WHAT TO DO: The answer is every line of the records that holds the word "green", copied in full.

- Opening Delimiter -

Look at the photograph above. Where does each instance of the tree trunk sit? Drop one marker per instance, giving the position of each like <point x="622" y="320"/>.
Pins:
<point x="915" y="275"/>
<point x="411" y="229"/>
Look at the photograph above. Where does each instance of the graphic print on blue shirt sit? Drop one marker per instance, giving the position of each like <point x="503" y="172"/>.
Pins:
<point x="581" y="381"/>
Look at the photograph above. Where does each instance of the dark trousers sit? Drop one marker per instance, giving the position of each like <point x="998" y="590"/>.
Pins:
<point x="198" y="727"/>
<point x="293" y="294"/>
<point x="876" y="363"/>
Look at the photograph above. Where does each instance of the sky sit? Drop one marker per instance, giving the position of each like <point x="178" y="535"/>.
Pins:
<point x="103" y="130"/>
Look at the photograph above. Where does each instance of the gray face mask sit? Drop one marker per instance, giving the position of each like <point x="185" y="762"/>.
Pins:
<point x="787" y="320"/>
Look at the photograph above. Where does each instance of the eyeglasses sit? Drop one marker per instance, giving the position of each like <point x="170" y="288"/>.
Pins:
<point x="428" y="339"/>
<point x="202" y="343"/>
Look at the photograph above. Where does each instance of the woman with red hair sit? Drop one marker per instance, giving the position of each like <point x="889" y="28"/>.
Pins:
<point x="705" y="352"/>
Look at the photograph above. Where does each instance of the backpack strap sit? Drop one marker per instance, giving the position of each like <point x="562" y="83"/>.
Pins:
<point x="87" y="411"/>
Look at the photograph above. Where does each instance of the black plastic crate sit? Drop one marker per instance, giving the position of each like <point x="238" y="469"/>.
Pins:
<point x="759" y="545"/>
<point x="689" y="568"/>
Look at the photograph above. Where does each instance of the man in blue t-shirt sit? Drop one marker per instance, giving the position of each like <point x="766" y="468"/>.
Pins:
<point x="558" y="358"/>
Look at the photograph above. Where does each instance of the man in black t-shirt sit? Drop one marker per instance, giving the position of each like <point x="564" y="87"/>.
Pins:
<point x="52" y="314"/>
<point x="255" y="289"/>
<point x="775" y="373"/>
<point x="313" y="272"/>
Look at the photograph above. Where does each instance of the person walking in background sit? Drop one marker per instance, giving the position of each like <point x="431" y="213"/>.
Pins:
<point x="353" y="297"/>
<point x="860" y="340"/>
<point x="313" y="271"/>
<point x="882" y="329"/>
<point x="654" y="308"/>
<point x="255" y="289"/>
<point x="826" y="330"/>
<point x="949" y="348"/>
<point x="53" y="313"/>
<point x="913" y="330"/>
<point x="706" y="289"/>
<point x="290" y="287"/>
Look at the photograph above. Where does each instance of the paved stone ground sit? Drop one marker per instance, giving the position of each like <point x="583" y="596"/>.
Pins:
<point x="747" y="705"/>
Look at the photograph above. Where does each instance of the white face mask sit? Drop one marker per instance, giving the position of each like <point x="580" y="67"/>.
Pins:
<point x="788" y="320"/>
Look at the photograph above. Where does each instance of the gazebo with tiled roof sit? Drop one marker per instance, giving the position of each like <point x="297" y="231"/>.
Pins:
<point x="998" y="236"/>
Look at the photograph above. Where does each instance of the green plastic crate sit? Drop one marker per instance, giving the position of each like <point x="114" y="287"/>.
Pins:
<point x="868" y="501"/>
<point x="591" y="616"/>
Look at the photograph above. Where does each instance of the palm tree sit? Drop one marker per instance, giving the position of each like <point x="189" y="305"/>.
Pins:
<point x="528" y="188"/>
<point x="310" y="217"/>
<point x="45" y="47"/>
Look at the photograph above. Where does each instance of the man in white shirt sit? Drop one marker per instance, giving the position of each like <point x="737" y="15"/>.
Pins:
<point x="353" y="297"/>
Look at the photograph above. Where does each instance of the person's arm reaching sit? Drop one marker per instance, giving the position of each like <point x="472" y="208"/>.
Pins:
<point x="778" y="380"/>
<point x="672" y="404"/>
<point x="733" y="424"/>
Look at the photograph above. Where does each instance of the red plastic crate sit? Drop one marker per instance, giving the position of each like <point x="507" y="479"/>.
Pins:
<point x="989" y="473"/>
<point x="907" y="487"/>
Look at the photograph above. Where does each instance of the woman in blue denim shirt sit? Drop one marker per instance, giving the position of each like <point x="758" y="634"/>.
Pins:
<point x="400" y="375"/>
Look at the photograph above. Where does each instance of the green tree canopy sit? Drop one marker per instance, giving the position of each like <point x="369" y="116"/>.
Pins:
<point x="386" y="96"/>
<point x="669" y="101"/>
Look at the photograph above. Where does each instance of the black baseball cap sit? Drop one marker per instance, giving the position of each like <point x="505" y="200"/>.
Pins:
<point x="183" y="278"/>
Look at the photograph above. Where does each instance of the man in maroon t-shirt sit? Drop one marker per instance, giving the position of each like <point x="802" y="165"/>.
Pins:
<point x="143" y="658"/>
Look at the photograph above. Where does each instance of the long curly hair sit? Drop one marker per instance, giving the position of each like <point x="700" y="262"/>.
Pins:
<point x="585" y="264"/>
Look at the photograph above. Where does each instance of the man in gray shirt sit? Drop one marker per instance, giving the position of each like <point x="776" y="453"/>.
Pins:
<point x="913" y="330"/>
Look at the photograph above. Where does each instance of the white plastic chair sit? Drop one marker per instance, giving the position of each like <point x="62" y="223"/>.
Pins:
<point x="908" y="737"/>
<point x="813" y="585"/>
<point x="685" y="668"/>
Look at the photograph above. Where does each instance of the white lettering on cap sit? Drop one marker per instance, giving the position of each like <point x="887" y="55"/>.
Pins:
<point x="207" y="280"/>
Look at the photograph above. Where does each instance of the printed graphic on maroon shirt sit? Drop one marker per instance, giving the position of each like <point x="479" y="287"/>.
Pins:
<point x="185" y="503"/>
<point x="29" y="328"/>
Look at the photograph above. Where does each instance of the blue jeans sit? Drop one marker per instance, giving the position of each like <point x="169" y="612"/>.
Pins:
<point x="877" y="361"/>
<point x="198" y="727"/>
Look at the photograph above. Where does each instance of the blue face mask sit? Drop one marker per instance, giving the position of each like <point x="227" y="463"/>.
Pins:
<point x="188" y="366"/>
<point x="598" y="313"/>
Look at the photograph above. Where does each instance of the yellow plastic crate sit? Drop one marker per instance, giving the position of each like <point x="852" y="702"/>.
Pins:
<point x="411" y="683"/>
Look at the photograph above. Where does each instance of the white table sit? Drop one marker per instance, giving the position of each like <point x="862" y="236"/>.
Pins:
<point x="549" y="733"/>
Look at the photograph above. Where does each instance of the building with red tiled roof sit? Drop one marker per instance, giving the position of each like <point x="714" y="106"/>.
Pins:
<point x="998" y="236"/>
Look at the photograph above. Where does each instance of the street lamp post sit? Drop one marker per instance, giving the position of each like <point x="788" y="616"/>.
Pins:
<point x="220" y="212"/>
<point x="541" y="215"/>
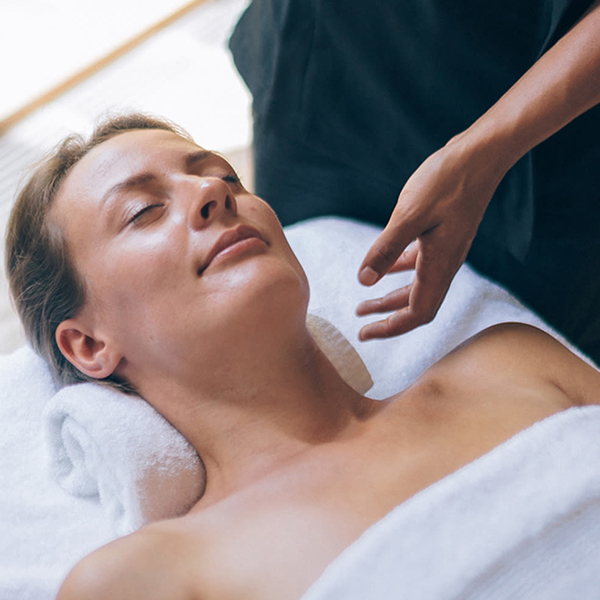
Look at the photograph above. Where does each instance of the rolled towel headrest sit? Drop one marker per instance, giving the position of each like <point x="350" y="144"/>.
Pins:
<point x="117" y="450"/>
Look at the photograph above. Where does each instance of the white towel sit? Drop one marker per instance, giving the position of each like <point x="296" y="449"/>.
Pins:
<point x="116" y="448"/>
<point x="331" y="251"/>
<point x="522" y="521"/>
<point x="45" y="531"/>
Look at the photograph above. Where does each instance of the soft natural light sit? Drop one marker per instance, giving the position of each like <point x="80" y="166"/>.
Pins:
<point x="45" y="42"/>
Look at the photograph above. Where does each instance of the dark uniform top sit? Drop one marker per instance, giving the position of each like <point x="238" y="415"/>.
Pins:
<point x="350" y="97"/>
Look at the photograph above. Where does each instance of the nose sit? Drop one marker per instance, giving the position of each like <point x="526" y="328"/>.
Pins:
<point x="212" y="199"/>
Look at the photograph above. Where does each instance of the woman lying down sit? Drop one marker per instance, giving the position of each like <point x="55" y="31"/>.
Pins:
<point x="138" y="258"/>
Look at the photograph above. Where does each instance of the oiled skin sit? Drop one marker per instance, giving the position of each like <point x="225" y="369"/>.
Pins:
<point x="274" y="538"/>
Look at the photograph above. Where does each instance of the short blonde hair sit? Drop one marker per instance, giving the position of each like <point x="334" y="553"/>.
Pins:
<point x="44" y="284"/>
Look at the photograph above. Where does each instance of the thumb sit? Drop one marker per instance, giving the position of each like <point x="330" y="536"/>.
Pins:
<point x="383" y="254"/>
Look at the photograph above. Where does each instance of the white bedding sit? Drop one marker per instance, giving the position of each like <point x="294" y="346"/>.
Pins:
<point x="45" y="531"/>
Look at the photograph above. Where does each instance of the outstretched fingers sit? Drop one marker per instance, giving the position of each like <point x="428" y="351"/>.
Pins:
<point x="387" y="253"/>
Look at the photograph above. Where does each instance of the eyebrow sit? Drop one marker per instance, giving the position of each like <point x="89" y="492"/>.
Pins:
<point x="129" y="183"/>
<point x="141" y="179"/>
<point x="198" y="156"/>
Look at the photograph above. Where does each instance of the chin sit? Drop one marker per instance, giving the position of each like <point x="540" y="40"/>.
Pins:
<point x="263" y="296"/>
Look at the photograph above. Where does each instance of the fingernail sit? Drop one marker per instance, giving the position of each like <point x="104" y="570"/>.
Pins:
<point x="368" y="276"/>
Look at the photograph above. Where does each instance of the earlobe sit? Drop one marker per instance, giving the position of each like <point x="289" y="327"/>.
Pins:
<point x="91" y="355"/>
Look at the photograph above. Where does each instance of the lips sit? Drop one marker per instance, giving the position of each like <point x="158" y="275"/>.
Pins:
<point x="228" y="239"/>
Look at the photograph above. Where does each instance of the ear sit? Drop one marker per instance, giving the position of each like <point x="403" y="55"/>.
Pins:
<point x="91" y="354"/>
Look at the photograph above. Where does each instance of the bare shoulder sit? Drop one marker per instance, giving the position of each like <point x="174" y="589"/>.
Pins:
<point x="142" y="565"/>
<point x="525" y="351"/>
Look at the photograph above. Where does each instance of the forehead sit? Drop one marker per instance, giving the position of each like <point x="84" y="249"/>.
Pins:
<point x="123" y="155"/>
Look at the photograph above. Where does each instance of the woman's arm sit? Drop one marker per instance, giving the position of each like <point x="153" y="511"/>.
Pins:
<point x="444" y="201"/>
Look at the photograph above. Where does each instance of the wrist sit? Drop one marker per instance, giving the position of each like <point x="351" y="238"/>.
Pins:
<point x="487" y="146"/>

- Closing Delimiter -
- Opening Delimiter -

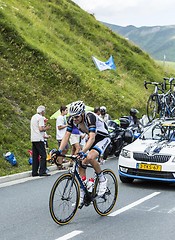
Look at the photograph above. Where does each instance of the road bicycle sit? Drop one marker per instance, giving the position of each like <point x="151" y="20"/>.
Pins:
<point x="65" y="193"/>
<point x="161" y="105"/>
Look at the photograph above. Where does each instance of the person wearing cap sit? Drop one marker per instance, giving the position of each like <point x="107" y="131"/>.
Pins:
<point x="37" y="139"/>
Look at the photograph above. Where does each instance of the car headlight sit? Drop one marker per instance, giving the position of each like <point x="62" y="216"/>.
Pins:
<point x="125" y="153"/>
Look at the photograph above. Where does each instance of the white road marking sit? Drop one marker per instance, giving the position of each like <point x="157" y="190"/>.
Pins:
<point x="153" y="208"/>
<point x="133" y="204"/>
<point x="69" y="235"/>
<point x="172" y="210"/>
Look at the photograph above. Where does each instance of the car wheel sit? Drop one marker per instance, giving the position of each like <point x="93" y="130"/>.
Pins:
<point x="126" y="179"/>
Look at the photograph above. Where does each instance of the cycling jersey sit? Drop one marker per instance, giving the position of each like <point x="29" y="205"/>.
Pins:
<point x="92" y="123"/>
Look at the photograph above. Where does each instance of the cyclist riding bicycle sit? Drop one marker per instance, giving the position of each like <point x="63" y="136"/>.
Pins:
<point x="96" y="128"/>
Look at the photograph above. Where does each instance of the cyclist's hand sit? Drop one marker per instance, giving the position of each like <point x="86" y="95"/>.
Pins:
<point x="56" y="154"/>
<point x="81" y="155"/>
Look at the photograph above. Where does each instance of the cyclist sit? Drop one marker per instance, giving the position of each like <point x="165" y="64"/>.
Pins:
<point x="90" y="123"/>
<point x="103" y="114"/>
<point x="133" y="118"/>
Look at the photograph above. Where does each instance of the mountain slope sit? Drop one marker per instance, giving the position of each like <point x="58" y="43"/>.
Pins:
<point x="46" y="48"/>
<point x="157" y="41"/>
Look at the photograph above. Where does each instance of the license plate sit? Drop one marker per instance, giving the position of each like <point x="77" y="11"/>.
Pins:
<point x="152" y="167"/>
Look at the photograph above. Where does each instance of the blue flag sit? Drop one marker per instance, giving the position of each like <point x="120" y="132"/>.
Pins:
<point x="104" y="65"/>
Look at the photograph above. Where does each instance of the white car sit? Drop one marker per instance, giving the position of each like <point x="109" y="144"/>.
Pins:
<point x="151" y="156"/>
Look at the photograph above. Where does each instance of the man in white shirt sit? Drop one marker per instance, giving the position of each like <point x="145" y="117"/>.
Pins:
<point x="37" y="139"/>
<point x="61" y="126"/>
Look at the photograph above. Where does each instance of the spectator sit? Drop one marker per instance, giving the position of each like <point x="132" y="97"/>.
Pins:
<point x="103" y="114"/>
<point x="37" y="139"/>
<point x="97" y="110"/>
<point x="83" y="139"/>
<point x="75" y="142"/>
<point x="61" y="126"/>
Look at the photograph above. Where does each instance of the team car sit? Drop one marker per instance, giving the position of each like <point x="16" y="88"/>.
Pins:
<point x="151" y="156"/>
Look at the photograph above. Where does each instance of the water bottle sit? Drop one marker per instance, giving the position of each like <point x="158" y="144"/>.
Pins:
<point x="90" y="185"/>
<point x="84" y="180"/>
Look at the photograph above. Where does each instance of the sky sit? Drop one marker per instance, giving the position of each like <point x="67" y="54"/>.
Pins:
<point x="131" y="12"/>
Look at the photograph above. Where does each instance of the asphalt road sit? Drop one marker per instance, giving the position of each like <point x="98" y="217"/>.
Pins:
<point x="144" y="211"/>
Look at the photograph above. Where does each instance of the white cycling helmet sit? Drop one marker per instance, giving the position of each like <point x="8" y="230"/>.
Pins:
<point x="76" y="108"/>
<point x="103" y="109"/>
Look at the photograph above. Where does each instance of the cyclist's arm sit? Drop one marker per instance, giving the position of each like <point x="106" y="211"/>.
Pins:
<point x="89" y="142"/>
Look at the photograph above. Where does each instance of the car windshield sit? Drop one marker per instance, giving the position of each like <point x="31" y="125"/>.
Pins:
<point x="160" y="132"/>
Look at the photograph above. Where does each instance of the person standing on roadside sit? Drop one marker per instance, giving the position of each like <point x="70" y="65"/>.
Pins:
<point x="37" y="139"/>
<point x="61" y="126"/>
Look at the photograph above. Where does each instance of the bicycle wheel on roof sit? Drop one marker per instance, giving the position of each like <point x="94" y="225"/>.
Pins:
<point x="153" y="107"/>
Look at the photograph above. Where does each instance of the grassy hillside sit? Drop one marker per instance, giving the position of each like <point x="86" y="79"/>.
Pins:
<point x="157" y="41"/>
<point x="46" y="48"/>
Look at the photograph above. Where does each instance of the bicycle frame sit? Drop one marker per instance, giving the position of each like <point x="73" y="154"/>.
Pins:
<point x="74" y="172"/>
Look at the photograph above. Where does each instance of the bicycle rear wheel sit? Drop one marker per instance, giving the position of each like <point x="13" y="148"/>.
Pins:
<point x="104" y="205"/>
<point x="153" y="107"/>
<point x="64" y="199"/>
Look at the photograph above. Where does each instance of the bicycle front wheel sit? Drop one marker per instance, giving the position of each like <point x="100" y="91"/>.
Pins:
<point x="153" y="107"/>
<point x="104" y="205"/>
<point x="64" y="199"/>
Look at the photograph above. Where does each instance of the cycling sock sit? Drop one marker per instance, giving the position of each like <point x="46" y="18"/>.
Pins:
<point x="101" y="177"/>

- Closing Delimiter -

EXERCISE RESULT:
Look at the photograph above. Where does each instance of the green plastic crate sit? Drop one marker per instance, giving the position of each like <point x="114" y="287"/>.
Look at the photograph above. Where does each instance of the green tree canopy sit? Drop one marker per instance, giving the position of each like <point x="369" y="116"/>.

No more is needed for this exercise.